Although this picture mainly demonstrates the action of the left hand in kirikaeshi, let us think about the position of the thumb and index finger and its role as a fulcrum for the pinky leverage. In this situation the wrist is in a fixed position (i.e. it doesn’t move). If the wrist bends the leverage mechanism will disappear and shinai speed and the ability to do kirikaeshi will be compromised. It follows that if the wrist is fixed then the fulcrum power of the hand can be used and kirikaeshi speed will increase.

If you move the wrist further than needed you risk compromising the ability to snap the wrists when you strike. Please be careful of this.

Lets think about it a little bit more. What we found out before (read the book – see sources) is that – when raising the shinai tip to strike – you risk losing energy in the strike if you bend your wrists in an awkward or crooked manner. Instead, as you raise the shinai tip to strike, keep your wrist fixed and allow the shinai to ‘slide’ in your hands. Ok, so where does the energy start from when you start to raise your shinai tip?

This energy comes from the elastic energy produced by the fumikiri movement (pushing of) from the left foot. As the body is being pushed forward the movement transfers energy (inertia) from the lower body to the left side of the body and arm, and the leverage of the left and right hands causes the start of movement in the shinai tip. Using the elastic energy that is transmitted up from and through the left side of your body plus the coordination of the bend of the muscles in the left shoulder, hand control, and the angle of the raised shinai tip, allows you to the possibility of changing the timing of your men strikes.

* Brief 1: According to the passage on kirikaeshi, what produces the energy that starts the shinai tip moving upward?

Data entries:
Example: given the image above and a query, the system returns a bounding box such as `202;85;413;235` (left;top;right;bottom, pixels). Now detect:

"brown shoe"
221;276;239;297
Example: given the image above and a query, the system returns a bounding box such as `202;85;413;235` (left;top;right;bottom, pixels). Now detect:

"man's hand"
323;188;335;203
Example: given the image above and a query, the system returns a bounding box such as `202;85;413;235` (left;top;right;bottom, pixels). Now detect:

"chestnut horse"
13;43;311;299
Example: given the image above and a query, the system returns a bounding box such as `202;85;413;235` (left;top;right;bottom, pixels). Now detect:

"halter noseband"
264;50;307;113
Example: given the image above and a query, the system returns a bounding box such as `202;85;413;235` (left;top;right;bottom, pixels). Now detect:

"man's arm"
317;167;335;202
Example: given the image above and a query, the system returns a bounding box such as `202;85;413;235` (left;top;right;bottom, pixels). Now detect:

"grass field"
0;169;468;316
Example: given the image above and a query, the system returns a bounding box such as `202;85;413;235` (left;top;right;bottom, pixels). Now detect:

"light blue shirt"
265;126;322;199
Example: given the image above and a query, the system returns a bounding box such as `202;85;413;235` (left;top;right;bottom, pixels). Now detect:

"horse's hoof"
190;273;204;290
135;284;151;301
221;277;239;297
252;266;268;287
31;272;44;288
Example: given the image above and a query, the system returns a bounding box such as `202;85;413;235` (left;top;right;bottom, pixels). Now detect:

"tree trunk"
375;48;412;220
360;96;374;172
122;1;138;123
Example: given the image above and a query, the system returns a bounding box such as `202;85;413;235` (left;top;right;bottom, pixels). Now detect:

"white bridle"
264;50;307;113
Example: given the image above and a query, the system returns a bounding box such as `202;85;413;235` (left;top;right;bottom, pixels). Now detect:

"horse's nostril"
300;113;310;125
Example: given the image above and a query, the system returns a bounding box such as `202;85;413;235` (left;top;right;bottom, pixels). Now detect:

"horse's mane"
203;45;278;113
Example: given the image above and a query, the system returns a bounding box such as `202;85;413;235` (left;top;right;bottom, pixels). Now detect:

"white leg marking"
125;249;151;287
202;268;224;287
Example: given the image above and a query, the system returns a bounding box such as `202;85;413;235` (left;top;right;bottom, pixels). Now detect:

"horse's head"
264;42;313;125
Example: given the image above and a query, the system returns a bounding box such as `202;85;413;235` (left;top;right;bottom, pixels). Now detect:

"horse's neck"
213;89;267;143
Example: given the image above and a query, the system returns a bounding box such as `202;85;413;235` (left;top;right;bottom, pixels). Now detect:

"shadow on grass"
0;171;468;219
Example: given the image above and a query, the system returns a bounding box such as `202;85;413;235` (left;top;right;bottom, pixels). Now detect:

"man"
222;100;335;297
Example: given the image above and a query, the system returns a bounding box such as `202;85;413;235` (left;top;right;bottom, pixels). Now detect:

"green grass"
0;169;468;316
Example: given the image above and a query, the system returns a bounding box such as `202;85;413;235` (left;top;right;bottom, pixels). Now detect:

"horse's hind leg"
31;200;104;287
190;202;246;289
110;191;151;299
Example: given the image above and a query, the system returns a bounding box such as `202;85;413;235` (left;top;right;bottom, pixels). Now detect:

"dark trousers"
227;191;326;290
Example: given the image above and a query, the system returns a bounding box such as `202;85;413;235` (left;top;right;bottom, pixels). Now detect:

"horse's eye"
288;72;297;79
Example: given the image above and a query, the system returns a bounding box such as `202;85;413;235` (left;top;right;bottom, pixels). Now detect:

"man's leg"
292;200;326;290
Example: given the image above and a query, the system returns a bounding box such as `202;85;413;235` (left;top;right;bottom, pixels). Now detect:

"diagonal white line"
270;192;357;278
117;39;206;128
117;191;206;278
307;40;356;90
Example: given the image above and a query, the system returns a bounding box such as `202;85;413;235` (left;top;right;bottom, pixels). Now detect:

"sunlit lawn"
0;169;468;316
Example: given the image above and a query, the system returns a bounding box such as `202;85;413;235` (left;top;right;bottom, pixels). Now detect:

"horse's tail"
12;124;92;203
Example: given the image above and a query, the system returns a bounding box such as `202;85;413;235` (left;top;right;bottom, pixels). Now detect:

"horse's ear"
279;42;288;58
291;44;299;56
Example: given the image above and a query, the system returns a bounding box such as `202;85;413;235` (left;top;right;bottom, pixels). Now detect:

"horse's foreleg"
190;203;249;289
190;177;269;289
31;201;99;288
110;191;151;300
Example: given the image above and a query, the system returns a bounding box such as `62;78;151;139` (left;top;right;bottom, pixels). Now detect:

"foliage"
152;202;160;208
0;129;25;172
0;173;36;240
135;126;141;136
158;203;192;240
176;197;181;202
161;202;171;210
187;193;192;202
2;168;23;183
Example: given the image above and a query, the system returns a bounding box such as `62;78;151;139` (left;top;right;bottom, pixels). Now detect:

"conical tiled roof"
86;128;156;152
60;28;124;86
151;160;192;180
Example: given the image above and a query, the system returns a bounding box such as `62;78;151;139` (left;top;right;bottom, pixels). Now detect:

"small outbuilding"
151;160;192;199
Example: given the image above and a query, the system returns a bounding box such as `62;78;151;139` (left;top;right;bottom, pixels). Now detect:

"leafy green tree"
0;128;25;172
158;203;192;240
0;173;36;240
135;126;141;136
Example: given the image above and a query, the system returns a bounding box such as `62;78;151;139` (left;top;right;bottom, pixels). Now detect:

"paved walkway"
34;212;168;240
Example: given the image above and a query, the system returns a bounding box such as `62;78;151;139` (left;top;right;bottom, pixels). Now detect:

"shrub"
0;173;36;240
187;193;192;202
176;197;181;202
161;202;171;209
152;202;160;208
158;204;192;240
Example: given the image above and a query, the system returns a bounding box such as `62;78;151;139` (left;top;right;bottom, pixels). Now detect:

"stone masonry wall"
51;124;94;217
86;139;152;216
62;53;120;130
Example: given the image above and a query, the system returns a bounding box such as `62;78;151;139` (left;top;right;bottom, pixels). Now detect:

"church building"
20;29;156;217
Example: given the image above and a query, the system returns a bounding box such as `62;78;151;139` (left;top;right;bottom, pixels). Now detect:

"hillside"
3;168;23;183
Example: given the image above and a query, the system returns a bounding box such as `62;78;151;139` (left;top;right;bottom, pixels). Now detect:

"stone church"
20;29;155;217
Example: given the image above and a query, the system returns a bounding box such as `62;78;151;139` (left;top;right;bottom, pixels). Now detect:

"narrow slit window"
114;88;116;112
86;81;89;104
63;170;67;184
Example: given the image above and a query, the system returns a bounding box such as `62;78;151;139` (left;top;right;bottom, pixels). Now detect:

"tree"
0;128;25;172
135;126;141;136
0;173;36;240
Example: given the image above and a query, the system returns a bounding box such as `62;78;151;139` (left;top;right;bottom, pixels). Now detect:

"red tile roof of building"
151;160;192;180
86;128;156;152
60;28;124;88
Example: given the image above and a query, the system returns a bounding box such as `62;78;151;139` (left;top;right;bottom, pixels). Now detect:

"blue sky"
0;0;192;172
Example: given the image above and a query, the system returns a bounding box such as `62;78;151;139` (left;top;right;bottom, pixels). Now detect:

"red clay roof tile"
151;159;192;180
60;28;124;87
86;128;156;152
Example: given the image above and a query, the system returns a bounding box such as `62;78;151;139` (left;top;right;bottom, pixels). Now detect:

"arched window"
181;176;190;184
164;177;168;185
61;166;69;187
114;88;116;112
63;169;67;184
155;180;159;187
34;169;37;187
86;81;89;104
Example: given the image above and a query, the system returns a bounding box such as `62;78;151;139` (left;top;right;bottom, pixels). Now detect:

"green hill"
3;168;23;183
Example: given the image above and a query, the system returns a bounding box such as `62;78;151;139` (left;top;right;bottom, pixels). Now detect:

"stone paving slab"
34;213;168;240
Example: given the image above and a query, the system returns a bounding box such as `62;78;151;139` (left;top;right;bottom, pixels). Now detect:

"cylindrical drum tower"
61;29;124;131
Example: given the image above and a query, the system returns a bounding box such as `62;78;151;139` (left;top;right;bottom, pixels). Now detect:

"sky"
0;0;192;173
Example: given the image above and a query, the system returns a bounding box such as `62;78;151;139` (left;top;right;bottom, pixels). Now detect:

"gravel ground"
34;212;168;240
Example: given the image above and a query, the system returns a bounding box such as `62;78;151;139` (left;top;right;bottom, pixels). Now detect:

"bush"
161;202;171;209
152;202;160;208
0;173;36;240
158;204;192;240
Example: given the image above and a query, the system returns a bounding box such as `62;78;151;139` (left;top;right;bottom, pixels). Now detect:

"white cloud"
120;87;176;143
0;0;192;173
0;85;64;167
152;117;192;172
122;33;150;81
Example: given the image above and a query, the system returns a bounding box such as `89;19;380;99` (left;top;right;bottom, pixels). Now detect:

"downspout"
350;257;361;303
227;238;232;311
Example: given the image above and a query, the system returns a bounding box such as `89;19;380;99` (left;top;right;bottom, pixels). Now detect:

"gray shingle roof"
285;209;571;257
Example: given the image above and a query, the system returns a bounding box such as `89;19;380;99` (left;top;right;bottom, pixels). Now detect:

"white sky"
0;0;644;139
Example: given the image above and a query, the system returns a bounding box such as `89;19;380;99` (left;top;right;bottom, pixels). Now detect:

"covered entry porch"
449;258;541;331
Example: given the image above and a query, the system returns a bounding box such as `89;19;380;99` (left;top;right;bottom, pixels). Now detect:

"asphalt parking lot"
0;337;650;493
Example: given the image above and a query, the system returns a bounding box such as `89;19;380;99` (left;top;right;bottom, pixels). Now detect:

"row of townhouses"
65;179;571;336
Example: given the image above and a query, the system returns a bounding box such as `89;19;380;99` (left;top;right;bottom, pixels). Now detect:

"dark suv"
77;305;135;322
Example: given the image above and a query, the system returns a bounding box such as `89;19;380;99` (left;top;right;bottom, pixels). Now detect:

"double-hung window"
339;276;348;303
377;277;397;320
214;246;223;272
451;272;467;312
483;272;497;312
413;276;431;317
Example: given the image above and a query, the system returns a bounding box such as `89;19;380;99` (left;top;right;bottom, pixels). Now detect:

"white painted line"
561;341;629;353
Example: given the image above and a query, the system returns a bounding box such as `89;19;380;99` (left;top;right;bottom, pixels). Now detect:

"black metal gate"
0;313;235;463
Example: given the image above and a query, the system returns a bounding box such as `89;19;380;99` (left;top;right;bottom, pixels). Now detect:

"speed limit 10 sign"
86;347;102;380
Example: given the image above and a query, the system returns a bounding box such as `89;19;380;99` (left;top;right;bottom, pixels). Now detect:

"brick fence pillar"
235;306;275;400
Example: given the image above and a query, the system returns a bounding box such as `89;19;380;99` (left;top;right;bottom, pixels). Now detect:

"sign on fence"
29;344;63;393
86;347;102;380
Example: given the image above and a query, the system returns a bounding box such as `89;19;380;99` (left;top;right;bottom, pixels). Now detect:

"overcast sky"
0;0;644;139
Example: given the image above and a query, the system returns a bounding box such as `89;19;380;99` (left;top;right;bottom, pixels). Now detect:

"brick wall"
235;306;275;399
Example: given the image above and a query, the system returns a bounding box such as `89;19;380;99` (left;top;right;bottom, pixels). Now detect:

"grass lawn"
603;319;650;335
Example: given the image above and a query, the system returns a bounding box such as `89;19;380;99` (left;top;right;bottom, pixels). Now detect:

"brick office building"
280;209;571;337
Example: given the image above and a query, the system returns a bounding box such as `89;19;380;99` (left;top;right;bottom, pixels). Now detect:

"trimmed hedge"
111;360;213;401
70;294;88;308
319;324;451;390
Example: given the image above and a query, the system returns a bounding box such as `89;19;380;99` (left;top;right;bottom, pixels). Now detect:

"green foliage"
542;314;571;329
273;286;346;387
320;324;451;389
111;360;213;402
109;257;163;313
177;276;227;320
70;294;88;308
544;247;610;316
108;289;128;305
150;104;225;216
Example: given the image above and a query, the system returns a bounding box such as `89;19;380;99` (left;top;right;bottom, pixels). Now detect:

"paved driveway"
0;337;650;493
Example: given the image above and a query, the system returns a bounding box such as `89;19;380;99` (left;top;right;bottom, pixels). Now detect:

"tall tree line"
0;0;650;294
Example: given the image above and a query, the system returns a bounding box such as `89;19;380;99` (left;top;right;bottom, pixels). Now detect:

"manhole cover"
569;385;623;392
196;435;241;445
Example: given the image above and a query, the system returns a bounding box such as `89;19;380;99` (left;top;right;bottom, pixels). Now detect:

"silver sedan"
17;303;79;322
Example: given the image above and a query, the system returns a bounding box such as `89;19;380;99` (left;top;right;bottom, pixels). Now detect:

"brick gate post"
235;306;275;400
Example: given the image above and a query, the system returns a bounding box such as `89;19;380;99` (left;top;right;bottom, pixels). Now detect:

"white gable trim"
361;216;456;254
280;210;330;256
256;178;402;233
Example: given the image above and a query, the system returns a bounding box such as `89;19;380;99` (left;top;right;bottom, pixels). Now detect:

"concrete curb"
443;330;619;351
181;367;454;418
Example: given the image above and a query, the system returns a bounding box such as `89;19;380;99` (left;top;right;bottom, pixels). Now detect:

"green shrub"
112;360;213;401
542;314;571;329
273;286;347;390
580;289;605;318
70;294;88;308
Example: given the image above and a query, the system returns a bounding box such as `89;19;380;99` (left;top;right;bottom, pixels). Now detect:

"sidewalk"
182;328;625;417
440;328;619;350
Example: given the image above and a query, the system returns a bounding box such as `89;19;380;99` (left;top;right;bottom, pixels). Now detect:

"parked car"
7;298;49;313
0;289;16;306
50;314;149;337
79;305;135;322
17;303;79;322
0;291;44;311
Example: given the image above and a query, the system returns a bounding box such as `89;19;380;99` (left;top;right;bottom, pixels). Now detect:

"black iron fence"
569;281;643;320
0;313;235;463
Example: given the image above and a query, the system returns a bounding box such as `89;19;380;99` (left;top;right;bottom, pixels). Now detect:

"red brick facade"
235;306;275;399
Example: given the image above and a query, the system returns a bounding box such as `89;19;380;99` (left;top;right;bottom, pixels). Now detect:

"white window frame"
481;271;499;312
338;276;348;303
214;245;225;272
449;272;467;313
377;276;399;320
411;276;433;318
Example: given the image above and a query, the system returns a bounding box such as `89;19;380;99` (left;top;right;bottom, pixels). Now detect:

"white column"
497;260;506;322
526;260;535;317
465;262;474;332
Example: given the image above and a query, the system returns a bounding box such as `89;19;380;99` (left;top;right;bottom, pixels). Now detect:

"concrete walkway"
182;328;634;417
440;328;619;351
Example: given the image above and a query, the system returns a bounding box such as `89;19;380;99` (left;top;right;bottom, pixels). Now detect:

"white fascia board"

* Brief 2: Rewrite the listing from its first line through the line with "122;1;138;123", replacing "man's" with "person's" and leaving everything else the same.

* Correct output 1: The elastic energy produced by the fumikiri movement, the push off from the left foot.

* Correct output 2:
Example: given the image above and a query, the system returns a bounding box such as `202;85;413;235` (left;top;right;bottom, pixels). Now detect:

"brown shoe"
221;276;239;297
Example: given the image above and a query, the system returns a bounding box such as `202;85;413;235` (left;top;right;bottom, pixels). Now detect:

"person's hand"
323;188;335;203
Example: given the image above and a query, the system returns a bounding box such as `202;85;413;235` (left;top;right;bottom, pixels). Now detect:

"chestnut horse"
13;43;311;299
Example: given the image above and a query, the system returns a bounding box such as `202;85;413;235` (left;top;right;bottom, pixels). Now detect:

"halter noseband"
264;50;307;113
Example: given the image above and a query, the system returns a bounding box such as `202;85;413;235` (left;top;right;bottom, pixels). Now detect:

"person's arm"
317;167;335;202
Example: given the image above and a query, the system returns a bounding box such as `202;85;413;235` (left;top;right;bottom, pixels). Now detect:

"grass field"
0;169;468;316
Example: given the image above and a query, the system returns a bounding box such as `202;85;413;235` (left;top;right;bottom, pixels). Now detect:

"light blue shirt"
265;126;322;199
Example: given the image above and a query, the system returns a bounding box such as `202;85;413;235` (left;top;right;bottom, pixels). Now detect:

"horse's hoof"
190;273;204;290
135;284;151;301
221;277;239;297
252;266;268;287
31;272;44;288
Example: given the image above and a query, the system returns a bounding box such as `202;85;413;235` (left;top;right;bottom, pixels). Now detect:

"tree trunk"
375;48;412;220
360;96;374;172
122;1;138;123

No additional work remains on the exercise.